Testo fornito »
L’importanza dell’orientamento nella liturgia è presente ancora, per esempio, nel Duomo di Milano dove si conserva una piccola particolarità: il celebrante, durante il canto del lucernario dei Vespri specie se solenni e presieduti dal cardinale arcivescovo, è rivolto ad oriente.

Si tramanda così l’antica tradizione comune a molte Chiese sia di occidente sia di oriente tanto più significativa perché attinente al rito con cui si acclama Cristo luce del mondo proprio mentre sul mondo scendono le tenebre. In conclusione, fu per l’estremo riguardo a questo aspetto che le stesse Costituzioni apostoliche prescrivono: Aedes (ecclesia) sit oblunga, ad oriuentem versus, navi similis. E ciò è stato realizzato costruendo san Giovannino.

La Parrocchia nel 1905, a seguito dell’ultimazione della chiesa parrocchiale, si trasferì definitivamente al Cristo e le fu assegnato, però, non tutto il territorio che originariamente aveva, ma unicamente quello a ponente della ferrovia. San Giovannino, tuttavia, continuò ad ospitare una nuova Parrocchia che prese il nome dalla Confraternita, la Parrocchia del santissimo Crocifisso, appositamente costituita per gli abitanti a levante della ferrovia (cioè del quartiere Pista) ed in città fino al ponte della ferrovia sul Tanaro, ed al cappellano della Confraternita (nominato dal vescovo sulla base di una terna di nomi definita dal Sodalizio) vennero affidate le funzioni di parroco. Ciò continuò fino al 1935 quando, ultimata la chiesa della Madonna del Suffragio, anche questa Parrocchia si trasferì definitivamente nella sua sede naturale e san Giovannino tornò di piena pertinenza della Confraternita.

Il sagrato e la facciata

Il sagrato antistante la chiesa non ha solo la funzione utilitaristica di rendere facile e comodo l’accesso all’edificio, ma è un “passaggio” estremamente delicato, un limite che può richiamare la divisione dello spazio sacro da quello profano.

Elenco estratto »
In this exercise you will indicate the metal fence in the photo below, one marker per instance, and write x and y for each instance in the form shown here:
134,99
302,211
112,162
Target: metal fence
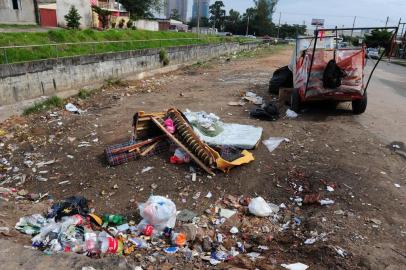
15,54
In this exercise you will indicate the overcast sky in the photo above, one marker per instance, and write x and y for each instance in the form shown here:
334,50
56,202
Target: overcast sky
335,12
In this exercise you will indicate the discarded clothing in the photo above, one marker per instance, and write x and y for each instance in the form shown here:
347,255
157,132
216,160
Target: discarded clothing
234,135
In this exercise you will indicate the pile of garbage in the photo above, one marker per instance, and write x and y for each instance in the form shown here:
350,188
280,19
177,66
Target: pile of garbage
191,136
70,227
235,226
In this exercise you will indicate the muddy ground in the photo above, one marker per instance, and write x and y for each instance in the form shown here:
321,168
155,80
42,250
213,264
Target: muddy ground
367,220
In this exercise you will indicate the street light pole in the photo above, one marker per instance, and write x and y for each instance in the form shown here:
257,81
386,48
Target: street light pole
248,23
198,18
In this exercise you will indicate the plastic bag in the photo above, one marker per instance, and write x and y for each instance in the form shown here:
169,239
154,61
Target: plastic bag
159,212
259,207
273,142
31,225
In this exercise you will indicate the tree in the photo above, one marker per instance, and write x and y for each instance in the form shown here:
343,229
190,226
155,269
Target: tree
233,22
291,31
142,8
218,15
175,15
204,22
262,23
73,18
378,38
272,6
104,15
248,21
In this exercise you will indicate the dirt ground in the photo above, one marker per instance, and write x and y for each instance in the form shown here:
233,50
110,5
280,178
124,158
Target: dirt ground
367,220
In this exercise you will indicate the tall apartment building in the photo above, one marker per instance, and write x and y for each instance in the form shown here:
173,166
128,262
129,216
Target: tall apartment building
179,5
204,8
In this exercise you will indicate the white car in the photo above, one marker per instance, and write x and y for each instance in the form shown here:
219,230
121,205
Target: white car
373,53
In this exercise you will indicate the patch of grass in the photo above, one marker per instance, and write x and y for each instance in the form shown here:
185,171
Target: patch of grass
84,94
18,26
262,51
132,40
49,103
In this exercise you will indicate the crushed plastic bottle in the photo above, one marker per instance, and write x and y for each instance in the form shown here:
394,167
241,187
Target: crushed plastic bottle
179,157
91,243
178,239
109,245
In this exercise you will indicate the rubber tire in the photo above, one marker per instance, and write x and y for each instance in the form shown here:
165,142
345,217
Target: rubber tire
359,106
295,101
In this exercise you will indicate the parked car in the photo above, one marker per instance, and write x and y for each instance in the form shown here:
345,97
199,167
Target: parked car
373,53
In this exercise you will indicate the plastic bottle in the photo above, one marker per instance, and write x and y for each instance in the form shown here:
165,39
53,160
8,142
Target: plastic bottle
178,239
179,157
91,243
139,243
113,219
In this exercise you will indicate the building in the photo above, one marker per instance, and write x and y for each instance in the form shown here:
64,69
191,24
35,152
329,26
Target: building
89,18
179,5
204,9
17,12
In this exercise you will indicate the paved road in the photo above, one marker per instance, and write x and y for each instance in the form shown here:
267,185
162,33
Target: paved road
385,115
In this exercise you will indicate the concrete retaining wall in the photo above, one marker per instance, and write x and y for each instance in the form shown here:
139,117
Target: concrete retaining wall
22,81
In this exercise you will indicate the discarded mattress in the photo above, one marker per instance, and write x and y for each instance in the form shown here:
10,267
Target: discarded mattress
234,135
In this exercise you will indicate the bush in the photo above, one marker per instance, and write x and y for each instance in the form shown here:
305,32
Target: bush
49,103
73,18
103,14
163,57
121,24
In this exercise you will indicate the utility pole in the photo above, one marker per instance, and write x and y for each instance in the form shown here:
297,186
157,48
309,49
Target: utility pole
353,25
248,23
279,25
198,18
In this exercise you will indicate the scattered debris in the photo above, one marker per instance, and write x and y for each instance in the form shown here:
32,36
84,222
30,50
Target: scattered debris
326,202
259,207
295,266
273,142
227,213
147,169
291,114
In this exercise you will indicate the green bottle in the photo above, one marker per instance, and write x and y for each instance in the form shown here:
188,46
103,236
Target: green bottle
113,219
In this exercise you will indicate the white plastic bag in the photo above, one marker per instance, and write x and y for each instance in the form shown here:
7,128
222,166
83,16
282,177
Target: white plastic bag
159,212
259,207
291,114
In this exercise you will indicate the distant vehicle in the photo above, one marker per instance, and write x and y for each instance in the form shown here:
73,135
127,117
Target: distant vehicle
373,53
343,45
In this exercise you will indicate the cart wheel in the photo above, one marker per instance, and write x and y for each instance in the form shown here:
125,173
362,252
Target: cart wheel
295,100
359,106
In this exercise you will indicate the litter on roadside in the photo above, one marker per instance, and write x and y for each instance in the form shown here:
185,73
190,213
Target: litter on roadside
291,114
295,266
155,132
273,142
72,108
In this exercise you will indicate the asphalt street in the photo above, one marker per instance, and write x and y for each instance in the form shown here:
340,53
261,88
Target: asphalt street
386,111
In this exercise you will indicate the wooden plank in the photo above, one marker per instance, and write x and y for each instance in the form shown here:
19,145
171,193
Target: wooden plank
178,143
134,147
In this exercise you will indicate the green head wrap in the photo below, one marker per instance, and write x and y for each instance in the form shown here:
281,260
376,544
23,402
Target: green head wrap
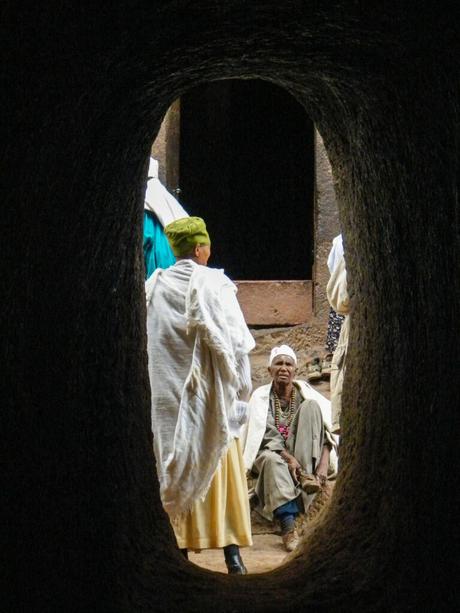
184,234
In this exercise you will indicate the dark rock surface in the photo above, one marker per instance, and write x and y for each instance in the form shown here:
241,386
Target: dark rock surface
84,89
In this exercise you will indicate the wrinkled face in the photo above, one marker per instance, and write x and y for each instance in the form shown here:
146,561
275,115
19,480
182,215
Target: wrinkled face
202,254
282,370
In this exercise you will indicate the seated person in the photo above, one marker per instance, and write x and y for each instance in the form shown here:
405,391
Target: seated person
287,443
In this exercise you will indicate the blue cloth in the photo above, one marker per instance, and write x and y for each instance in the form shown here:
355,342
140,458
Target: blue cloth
157,252
286,515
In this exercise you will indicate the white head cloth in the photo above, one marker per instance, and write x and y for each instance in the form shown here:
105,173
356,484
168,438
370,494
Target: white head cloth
282,350
159,201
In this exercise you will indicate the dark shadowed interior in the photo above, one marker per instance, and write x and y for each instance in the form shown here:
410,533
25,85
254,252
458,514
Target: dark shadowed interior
246,166
84,92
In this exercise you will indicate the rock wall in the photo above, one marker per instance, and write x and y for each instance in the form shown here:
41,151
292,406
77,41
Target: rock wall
85,87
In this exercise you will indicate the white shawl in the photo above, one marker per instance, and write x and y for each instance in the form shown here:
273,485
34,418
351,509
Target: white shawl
257,420
158,200
196,336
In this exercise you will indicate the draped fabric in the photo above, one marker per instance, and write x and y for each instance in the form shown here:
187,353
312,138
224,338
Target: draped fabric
196,338
255,427
159,201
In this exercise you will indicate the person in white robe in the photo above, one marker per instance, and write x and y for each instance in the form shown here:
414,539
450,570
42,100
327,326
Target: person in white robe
337,294
198,345
287,444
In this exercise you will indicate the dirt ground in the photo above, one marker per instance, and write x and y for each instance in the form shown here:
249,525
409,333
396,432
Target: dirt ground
267,551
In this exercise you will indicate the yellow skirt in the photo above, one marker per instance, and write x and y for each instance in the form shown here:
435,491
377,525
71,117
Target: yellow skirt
223,517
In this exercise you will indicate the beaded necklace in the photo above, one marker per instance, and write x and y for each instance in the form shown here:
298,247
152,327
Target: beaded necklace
284,430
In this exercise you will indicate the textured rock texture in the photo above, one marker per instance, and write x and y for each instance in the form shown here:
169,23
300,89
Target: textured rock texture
84,88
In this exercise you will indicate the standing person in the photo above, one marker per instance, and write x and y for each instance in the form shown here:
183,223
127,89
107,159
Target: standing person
287,443
337,294
160,209
335,321
198,345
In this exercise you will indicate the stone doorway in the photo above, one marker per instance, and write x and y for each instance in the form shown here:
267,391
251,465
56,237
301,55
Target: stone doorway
244,155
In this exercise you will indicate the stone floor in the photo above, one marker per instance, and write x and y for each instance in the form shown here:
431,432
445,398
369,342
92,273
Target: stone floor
268,551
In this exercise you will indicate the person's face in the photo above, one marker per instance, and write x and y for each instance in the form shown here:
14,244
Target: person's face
282,370
202,254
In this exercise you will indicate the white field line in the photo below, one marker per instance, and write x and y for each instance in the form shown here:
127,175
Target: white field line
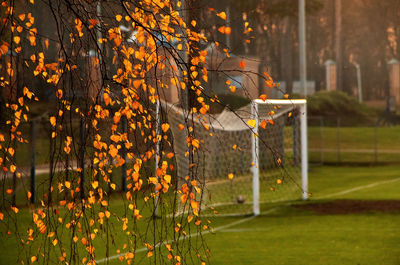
359,188
182,238
350,150
224,227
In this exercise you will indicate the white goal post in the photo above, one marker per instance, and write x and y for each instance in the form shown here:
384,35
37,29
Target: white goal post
302,103
269,164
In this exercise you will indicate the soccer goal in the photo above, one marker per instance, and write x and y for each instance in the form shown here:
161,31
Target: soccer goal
250,156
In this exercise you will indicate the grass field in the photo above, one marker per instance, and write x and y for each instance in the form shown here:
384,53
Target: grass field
297,233
354,144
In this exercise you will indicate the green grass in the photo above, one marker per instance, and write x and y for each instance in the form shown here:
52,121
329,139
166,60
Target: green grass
284,234
356,144
293,236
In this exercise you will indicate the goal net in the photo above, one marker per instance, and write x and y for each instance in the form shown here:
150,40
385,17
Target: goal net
247,157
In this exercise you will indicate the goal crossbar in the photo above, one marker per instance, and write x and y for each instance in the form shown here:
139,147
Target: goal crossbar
302,104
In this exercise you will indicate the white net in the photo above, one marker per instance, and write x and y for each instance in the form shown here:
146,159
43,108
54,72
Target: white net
224,160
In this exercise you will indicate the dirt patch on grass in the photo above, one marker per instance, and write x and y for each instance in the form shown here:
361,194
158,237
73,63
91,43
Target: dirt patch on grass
352,206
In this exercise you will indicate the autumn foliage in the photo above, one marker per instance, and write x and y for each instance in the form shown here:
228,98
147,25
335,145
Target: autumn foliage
106,84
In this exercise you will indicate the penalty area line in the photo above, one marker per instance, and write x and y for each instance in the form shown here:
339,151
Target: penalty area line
358,188
182,238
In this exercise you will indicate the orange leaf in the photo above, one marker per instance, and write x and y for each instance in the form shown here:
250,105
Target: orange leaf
263,124
222,15
53,121
137,83
242,64
263,97
251,123
106,99
165,127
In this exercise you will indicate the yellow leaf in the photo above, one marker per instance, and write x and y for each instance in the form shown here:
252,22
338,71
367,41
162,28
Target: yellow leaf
222,15
251,123
95,184
53,121
165,127
67,184
167,178
17,39
242,64
190,218
137,83
106,98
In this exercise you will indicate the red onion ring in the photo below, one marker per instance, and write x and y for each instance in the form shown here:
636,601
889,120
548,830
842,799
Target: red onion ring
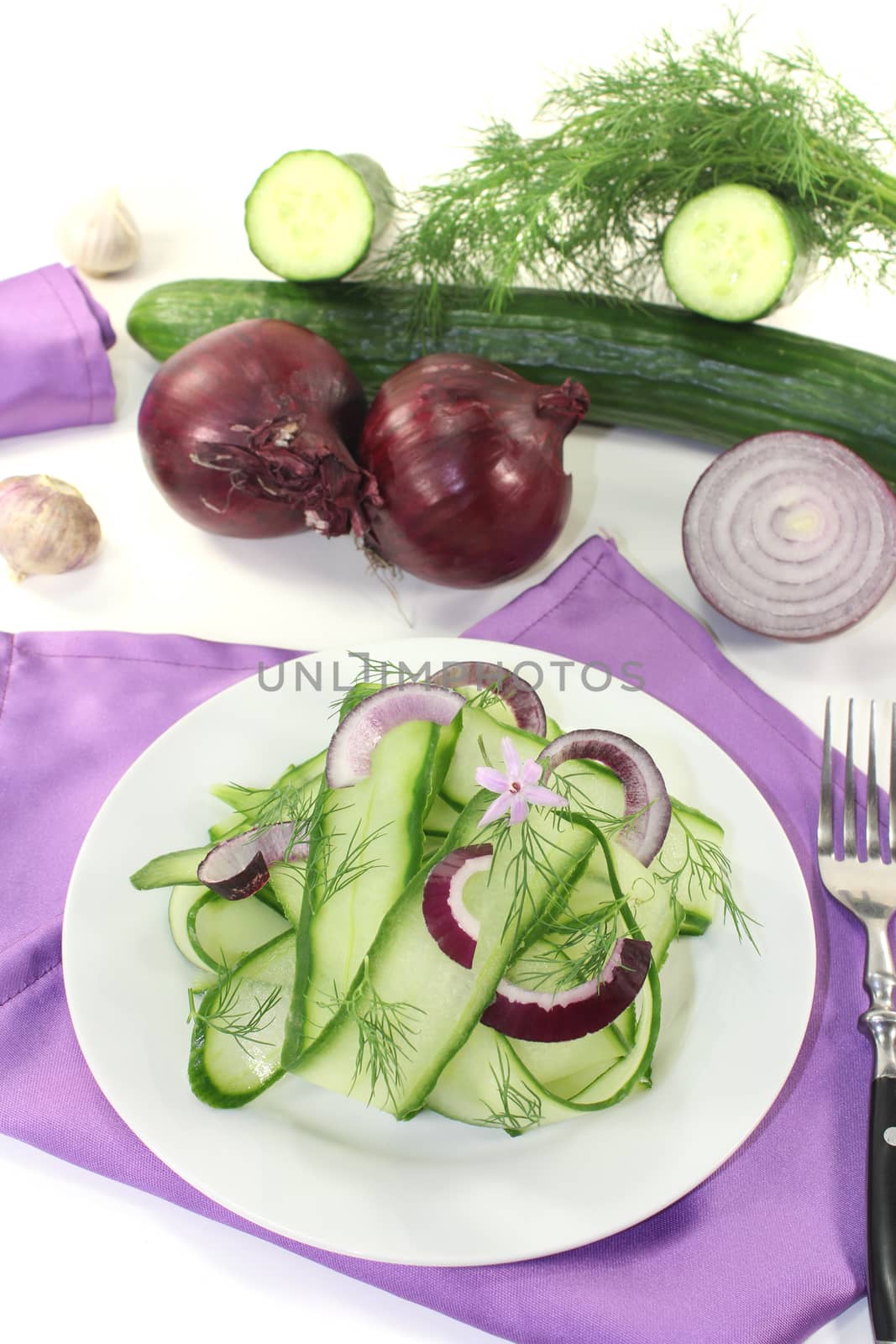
348,757
645,790
238,867
792,535
528,1014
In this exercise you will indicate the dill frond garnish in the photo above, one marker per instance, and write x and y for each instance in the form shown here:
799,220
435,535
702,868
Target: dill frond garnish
385,1035
705,873
520,855
217,1008
580,947
519,1108
584,205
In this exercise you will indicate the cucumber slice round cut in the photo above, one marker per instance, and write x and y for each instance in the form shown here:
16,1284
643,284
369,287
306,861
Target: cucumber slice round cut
311,217
730,253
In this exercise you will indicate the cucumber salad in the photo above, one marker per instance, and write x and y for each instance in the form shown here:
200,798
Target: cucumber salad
454,906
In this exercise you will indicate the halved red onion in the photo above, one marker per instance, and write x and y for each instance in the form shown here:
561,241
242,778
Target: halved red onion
239,867
528,1014
540,1015
520,698
644,788
348,757
792,535
446,917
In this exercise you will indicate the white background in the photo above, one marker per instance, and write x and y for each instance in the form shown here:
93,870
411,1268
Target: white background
181,105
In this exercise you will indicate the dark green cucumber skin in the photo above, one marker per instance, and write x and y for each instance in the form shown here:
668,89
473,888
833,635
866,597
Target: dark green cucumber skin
201,1084
647,366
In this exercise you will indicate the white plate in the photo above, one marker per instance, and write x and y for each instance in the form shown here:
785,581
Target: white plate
328,1171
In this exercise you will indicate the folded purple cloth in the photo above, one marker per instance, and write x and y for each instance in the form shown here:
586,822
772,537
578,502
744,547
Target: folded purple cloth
54,369
762,1253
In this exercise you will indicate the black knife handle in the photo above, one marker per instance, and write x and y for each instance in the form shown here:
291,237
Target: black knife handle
882,1210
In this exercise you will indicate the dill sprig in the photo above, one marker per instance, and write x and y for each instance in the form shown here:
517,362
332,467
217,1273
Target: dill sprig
584,205
226,1016
329,871
580,947
519,1108
705,871
385,1035
520,855
580,800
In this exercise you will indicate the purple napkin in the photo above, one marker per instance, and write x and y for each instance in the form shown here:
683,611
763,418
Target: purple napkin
763,1253
54,369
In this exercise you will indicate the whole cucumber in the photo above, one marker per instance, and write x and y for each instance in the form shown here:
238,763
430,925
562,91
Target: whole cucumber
647,366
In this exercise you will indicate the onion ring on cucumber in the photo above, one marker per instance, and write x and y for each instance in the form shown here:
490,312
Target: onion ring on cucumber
515,1011
647,799
239,867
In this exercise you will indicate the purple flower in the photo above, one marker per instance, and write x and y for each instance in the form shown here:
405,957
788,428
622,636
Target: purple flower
516,788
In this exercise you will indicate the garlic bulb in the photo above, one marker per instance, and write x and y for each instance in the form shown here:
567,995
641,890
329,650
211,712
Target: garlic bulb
46,526
100,235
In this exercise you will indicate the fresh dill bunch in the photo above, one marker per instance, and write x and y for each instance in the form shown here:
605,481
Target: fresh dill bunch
520,855
584,206
579,949
517,1108
705,871
219,1008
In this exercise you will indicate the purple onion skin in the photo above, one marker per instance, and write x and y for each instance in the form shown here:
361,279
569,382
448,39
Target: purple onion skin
468,457
641,780
231,396
559,1016
795,629
237,869
573,1021
437,914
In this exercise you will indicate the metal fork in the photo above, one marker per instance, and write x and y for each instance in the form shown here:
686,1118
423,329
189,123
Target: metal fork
867,886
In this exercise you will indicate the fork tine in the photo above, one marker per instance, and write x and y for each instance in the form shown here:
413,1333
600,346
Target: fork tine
826,806
893,784
849,793
872,817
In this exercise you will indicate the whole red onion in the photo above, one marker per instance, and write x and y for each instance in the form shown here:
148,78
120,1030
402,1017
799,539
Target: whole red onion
468,459
250,432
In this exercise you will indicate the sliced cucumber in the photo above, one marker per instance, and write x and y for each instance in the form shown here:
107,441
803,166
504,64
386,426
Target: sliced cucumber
411,994
296,786
363,853
170,870
286,886
692,837
731,253
488,1081
479,739
181,900
215,933
228,1068
311,217
224,932
441,816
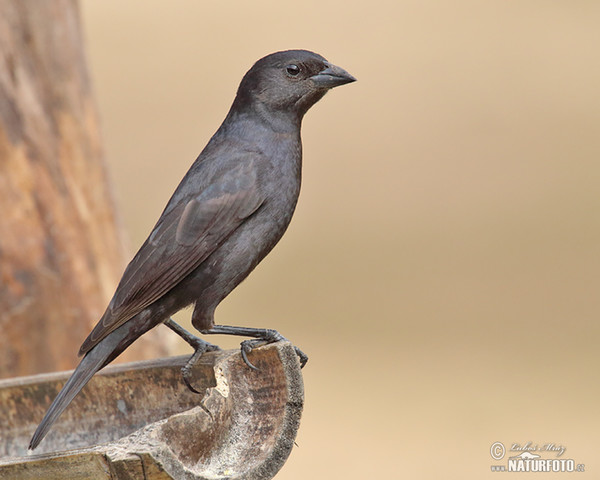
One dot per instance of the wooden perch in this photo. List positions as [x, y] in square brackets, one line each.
[139, 421]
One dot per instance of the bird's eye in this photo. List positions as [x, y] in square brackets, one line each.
[293, 70]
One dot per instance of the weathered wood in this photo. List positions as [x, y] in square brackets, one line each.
[61, 252]
[150, 426]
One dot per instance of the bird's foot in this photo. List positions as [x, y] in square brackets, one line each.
[200, 346]
[262, 336]
[271, 336]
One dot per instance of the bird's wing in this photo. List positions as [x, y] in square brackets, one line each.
[181, 240]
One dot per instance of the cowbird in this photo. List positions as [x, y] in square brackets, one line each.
[228, 212]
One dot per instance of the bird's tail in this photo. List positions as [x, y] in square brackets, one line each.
[94, 360]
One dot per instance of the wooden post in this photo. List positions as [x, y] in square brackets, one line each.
[150, 426]
[61, 252]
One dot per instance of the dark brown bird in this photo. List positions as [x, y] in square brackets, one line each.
[228, 212]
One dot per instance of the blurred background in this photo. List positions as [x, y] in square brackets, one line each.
[442, 268]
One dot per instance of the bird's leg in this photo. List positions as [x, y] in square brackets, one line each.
[200, 346]
[261, 336]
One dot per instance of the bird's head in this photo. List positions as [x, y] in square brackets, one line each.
[289, 83]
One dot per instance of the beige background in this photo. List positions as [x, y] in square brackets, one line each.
[442, 269]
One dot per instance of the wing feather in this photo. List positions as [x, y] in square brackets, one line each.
[181, 240]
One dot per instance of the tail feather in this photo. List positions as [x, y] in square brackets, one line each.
[93, 361]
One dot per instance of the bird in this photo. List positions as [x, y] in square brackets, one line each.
[230, 209]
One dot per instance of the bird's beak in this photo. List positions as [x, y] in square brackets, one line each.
[332, 76]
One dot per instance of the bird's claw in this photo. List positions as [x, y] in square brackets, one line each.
[201, 348]
[248, 345]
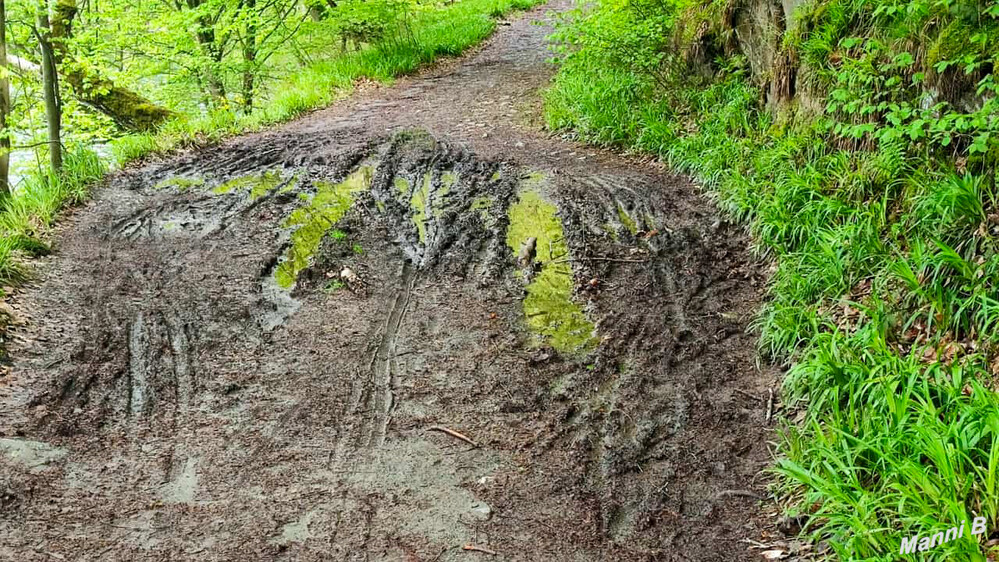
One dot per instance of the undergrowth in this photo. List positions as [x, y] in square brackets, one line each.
[879, 210]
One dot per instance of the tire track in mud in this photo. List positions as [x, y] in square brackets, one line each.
[240, 424]
[384, 364]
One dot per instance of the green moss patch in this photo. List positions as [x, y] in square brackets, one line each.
[181, 183]
[419, 203]
[313, 221]
[548, 307]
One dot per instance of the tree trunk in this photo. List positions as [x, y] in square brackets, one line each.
[205, 36]
[128, 109]
[4, 105]
[50, 88]
[249, 54]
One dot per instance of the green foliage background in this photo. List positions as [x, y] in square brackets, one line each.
[150, 47]
[873, 190]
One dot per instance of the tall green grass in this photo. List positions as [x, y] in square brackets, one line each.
[26, 214]
[884, 303]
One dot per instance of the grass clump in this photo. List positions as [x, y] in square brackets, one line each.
[880, 211]
[28, 212]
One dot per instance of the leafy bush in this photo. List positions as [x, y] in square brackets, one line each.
[881, 213]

Le consegne »
1. Rispondi alle seguenti domande sul testo su San Giovannino.
(a) In quale chiesa il celebrante è rivolto a oriente durante il canto del lucernario dei Vespri?
(b) In quale anno la Parrocchia si trasferì definitivamente al Cristo?
(c) Quale nome prese la nuova Parrocchia ospitata a San Giovannino?
2. Prosegui il testo su San Giovannino a partire dalla sua ultima frase.
L'elenco non serve a nulla per il lavoro richiesto.

Soluzioni »
1.
(a) Nel Duomo di Milano.
(b) Nel 1905.
(c) Parrocchia del santissimo Crocifisso.

2.
La prima iniziativa che la Confraternita realizzò non appena riprese la propria attività nel 1990, fu il recupero di questo spazio, fino ad allora occupato per parcheggio con le autovetture che giungevano al limitare della soglia della chiesa.

L’aspetto originario della facciata è descritto in una relazione dell’Ufficio d’arte del Comune del 6 giugno 1876, redatta in occasione di un sopralluogo effettuato a seguito della richiesta presentata dalla Confraternita per ricostruire lo zoccolo ed alcune profilature. Si legge nella relazione che “varie parti del prospetto della chiesa del santissimo Crocifisso sono intonacate, alcune poi bianchite, altre a finto mattone e il resto è, come si dice, alla cappuccina” e che vi è “qualche cornice fatta con mattoni tagliati a martello”. L’Ufficio conclude affermando di essere dell’avviso che “il prospetto dell’edificio andrebbe intonacato e tinteggiato, conservando o meglio ancora migliorando le attuali fasce, cornici, modanature, ecc.”. Cosa che fu fatta e completata nel 1890 quando la facciata fu “riordinata”. Si legge, infatti, nella deliberazione della Giunta municipale del 5 luglio dello stesso anno con la quale l’intervento venne autorizzato che “il disegno presentato non reca alcuna innovazione alle principali linee della facciata, e solo accenna a rendere più regolari tutte le modanature, con l’aggiunta di alcuni ornati e di statue”.

Giova riportare il commento che su questo complessivo intervento fece il canonico Berta: “Sono terminati i restauri della chiesa di san Giovannino interni, e gli esterni con una sbianchitura generale della facciata, coprendo per mal consiglio la fascia del fregio in marmo colla leggenda della sua data ed aggregazione all’Arciconfraternita del ss. Crocifisso in Roma. La facciata veniva contemporaneamente adorna di statue in cemento. Internamente veniva murata una lapide storica, inesatta però dove afferma che vi fu eretta nel 1825 la Parrocchia: questa fu eretta al Cristo, sua sede naturale e solo provvisoriamente a san Giovannino”.

La facciata ormai cadente – presentava larghe chiazze di umidità, statue mùtili, ecc. – è stata restaurata con l’autorizzazione della competente Soprintendenza per i beni ambientali ed architettonici del Piemonte e l’approvazione della Commissione diocesana di arte sacra. In collaborazione con l’istituto di storia materiale dell’Università degli studi di Genova, l’arch. Rosa Pagella ha effettuato le indagini stratigrafiche per l’individuazione dei colori originali, ed anche le statue sono state completate con il rifacimento delle parti erose e non più esistenti, sulla base di una fotografia d’epoca fornita alla Confraternita dal comm. Ugo Boccassi. I lavori sono stati ultimati la Vigilia del santo Natale 1991.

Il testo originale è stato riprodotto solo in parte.